I need the number of lines in the listing below that include the string "black", and only that number.
☆ ☆ ☆ ☆ ☆
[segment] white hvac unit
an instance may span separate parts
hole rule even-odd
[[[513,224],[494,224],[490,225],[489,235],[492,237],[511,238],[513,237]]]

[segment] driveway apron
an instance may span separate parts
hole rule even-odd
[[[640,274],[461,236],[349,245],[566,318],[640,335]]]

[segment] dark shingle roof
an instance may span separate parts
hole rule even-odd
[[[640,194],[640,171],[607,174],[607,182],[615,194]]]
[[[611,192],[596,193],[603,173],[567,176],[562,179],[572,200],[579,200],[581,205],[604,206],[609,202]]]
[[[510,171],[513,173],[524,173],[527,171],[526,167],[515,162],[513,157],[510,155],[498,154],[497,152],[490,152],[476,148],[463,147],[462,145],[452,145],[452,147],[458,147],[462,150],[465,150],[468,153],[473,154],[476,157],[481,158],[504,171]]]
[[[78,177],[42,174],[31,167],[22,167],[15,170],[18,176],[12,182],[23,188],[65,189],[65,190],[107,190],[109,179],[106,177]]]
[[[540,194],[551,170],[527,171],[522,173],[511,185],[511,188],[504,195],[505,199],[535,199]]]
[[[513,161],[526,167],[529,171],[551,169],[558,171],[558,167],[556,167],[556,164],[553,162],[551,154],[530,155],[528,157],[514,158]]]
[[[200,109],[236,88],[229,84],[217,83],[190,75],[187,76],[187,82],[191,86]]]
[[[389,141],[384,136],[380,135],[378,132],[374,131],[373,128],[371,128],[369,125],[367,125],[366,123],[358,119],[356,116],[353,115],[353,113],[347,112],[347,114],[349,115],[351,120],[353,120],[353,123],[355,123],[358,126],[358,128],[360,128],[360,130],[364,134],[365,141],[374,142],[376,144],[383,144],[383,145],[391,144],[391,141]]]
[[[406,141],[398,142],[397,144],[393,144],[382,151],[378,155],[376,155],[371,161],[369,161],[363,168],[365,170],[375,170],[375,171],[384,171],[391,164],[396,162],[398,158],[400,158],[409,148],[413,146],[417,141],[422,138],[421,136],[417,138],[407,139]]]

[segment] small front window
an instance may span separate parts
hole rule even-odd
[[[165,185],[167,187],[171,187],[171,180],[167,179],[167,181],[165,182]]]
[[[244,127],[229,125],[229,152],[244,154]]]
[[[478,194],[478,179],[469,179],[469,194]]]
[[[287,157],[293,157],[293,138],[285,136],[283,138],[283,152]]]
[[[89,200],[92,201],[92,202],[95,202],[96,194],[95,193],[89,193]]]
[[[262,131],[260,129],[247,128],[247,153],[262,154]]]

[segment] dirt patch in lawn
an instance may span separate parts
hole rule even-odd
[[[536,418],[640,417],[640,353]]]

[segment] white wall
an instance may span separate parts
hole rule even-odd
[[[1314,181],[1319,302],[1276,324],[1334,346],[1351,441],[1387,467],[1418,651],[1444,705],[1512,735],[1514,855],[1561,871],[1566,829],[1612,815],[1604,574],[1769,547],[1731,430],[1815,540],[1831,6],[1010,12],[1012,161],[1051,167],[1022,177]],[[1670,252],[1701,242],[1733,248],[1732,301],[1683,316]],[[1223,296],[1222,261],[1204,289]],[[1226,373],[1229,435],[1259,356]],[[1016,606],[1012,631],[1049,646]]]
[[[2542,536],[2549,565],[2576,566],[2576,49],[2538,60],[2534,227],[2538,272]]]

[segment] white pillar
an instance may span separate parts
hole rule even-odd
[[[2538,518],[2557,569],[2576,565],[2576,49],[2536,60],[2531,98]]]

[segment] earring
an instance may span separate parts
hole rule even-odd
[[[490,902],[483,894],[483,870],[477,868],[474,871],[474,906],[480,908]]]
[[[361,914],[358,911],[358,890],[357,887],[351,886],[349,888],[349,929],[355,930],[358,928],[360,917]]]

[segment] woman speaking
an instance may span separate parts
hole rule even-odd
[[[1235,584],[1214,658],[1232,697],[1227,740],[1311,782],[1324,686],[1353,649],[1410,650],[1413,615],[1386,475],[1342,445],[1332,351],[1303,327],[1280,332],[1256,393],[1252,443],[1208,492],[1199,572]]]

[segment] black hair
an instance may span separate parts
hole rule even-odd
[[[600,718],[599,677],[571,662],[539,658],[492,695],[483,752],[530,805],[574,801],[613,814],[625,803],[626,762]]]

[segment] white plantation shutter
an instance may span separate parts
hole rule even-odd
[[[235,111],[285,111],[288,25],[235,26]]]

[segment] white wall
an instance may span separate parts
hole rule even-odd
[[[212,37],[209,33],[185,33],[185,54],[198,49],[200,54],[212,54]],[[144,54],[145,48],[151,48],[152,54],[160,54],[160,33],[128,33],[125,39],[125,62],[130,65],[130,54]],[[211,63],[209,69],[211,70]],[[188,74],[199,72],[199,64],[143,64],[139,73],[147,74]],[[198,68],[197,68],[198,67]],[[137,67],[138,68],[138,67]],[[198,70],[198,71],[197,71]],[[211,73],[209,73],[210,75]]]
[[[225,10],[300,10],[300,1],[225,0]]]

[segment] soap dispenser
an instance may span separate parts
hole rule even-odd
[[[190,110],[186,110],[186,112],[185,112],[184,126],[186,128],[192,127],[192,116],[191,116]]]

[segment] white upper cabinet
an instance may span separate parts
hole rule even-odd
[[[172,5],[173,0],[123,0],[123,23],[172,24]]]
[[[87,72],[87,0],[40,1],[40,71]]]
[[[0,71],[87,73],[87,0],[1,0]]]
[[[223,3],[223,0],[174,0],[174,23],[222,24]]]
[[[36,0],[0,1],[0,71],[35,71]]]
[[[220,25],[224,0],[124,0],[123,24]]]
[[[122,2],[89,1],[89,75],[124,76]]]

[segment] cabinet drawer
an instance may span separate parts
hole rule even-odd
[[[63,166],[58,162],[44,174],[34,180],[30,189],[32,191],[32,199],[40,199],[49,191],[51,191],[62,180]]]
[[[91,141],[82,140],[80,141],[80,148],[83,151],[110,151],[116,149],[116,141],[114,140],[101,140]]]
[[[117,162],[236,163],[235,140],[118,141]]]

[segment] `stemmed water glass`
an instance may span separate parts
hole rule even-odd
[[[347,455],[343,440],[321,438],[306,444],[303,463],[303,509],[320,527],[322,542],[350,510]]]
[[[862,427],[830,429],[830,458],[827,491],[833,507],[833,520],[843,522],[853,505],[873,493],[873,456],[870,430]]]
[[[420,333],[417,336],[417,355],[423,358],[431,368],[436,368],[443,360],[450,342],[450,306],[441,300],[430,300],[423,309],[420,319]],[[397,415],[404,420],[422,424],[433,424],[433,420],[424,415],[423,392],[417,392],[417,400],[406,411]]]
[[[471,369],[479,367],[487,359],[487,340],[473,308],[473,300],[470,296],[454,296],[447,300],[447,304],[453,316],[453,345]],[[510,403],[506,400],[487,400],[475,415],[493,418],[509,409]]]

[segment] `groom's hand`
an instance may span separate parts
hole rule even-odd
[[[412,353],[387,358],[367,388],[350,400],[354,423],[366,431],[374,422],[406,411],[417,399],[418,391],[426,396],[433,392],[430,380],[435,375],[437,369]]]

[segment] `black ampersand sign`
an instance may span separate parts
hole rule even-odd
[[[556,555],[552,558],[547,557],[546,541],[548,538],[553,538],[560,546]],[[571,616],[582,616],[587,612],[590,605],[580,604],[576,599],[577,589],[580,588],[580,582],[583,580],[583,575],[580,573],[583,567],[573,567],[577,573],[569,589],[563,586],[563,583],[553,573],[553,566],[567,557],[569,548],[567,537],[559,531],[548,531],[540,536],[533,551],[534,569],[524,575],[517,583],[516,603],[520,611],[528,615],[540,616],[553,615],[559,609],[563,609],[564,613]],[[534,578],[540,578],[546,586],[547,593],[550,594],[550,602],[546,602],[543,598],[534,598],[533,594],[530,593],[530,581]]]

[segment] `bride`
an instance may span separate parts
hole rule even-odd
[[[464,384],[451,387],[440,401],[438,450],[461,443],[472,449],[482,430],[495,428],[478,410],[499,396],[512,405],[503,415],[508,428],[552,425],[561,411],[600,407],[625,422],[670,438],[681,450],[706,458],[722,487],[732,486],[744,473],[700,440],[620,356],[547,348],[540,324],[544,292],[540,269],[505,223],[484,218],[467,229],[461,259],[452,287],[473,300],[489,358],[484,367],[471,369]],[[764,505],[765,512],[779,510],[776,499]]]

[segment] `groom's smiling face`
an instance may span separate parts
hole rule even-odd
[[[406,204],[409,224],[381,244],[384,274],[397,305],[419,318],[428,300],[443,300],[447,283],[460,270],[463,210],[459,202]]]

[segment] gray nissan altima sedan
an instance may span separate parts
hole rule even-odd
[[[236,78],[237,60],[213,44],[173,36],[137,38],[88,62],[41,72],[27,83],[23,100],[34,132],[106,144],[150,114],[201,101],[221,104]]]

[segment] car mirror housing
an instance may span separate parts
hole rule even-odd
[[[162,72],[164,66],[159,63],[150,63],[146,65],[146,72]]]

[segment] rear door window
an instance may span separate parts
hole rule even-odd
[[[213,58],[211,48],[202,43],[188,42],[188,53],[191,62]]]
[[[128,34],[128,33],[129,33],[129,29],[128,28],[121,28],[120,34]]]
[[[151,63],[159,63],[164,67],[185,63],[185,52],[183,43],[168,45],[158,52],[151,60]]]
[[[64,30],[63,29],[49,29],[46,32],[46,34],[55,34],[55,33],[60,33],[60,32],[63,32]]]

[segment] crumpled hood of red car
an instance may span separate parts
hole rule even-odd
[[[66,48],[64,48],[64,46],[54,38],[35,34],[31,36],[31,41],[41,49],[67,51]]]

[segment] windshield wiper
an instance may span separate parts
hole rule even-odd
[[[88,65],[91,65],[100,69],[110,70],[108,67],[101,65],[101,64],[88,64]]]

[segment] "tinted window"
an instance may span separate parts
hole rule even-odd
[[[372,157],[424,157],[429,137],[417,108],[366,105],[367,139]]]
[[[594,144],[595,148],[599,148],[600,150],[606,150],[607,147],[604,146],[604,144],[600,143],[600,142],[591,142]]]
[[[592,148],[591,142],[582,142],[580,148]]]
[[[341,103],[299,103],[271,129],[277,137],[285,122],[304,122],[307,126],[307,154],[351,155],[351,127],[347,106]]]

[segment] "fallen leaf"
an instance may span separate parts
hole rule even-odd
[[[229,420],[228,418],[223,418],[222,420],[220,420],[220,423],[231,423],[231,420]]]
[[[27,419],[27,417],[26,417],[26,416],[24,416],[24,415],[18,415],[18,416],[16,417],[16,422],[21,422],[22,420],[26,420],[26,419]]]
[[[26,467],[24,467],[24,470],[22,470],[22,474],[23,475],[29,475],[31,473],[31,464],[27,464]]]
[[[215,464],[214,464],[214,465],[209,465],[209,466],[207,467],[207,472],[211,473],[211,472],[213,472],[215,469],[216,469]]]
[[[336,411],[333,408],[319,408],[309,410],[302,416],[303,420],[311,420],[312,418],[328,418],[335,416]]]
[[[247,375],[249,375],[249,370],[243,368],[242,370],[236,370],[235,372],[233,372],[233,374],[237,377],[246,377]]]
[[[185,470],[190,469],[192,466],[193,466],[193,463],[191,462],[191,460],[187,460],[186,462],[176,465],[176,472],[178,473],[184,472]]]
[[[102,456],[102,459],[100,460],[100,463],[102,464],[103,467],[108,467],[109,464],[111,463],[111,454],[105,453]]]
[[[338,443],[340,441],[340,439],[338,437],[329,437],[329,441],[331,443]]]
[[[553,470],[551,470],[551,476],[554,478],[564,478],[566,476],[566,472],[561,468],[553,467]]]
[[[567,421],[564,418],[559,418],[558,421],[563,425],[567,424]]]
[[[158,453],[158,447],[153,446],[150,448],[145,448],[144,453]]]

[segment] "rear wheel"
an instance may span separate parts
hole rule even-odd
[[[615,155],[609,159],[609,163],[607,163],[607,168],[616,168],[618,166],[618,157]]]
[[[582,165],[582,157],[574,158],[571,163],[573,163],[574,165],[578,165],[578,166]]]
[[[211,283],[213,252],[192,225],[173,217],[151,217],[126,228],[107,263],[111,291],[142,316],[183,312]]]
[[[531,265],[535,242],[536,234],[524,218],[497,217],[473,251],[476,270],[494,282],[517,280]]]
☆ ☆ ☆ ☆ ☆
Written solution: 2